▽

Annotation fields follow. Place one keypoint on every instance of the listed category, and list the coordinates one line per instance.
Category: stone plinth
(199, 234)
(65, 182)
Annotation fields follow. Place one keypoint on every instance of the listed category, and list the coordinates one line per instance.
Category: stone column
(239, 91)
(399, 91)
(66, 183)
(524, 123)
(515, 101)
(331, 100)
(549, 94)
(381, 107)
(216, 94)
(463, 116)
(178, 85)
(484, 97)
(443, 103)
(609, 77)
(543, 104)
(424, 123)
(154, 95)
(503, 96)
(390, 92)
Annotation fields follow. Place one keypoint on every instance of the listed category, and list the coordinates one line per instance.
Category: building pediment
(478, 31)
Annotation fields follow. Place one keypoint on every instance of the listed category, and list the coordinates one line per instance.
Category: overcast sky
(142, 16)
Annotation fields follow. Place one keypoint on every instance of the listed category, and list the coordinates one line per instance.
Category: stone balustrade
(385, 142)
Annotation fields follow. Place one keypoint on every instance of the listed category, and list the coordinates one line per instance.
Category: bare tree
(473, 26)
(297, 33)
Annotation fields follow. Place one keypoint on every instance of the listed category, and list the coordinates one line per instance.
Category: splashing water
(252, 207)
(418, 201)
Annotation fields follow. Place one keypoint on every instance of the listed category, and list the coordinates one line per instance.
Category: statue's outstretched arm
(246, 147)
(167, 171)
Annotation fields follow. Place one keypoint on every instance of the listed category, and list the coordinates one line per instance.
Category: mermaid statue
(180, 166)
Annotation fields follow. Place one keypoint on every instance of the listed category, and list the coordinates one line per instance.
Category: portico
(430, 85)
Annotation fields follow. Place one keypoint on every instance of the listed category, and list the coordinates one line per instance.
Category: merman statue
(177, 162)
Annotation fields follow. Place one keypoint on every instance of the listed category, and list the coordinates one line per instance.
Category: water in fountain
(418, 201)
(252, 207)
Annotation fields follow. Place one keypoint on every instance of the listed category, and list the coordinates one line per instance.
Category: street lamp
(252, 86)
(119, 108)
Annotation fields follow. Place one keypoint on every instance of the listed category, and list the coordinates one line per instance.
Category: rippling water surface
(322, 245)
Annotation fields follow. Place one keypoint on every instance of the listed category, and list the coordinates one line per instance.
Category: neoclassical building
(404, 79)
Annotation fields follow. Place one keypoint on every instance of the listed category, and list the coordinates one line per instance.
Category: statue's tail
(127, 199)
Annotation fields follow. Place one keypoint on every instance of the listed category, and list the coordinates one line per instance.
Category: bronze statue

△

> **TASK TO COMPLETE**: Please repeat the complete material exactly, with nothing omitted.

> **RESULT OF THIS TASK**:
Annotation fields follow. Place one keypoint on every instance of the listed category, and list the coordinates one line per instance.
Category: stone plinth
(199, 234)
(65, 182)
Annotation fields follow. Place one keypoint on every instance of the listed category, and list the coordinates one line per instance.
Category: stone column
(239, 91)
(399, 91)
(66, 183)
(524, 123)
(515, 101)
(331, 100)
(549, 94)
(381, 107)
(216, 94)
(463, 116)
(178, 85)
(484, 97)
(443, 103)
(609, 77)
(543, 104)
(424, 123)
(154, 95)
(503, 96)
(390, 92)
Annotation fields follow. Place one keypoint on every instance of the listed category, and list the coordinates one line per instance.
Category: building pediment
(478, 31)
Annotation fields follow. Place one keypoint on every instance of the listed category, and list the coordinates one line per instance.
Category: overcast sky
(142, 16)
Annotation fields follow. Place one keypoint on every instance of the listed category, and list the coordinates one line per instance.
Category: stone balustrade
(385, 142)
Annotation fields follow. Place one keypoint on every instance of the listed category, and list the coordinates one line per instance.
Category: bare tree
(473, 26)
(297, 33)
Annotation fields follow. Place one keypoint on every instance of the listed category, and list the coordinates one line per instance.
Category: splashing water
(252, 207)
(418, 201)
Annotation fields follow. Place one keypoint on every instance of the listed category, and list the coordinates one line per instance.
Category: statue's outstretched arm
(246, 147)
(167, 171)
Annotation fields follow. Place one keypoint on every instance of the listed category, and list the coordinates one line per instance.
Category: mermaid statue
(180, 166)
Annotation fields follow. Place one keypoint on every instance of the listed category, and list the coordinates one line per instance.
Category: portico
(430, 85)
Annotation fields follow. Place one keypoint on every instance of the listed category, and list the coordinates one line per instance.
Category: merman statue
(177, 162)
Annotation fields follow. Place one keypoint on every instance of the listed category, and list the coordinates one line per instance.
Category: water in fountain
(418, 201)
(252, 207)
Annotation fields follow. Place one keypoint on every instance of the listed category, and list the coordinates one line per instance.
Category: street lamp
(252, 86)
(119, 108)
Annotation fields follow. Place one keypoint on every instance of the listed category, and list the coordinates one line per instance.
Category: rippling water surface
(322, 245)
Annotation fields follow. Place one keypoint on every instance of the listed category, and list the coordinates one line per instance.
Category: neoclassical building
(404, 79)
Annotation fields follow. Place one keypoint on every instance of the listed category, and list the coordinates one line per instance.
Category: statue's tail
(127, 199)
Annotation fields follow. Place one keypoint on every instance of the listed category, and list the coordinates one line per instance.
Category: bronze statue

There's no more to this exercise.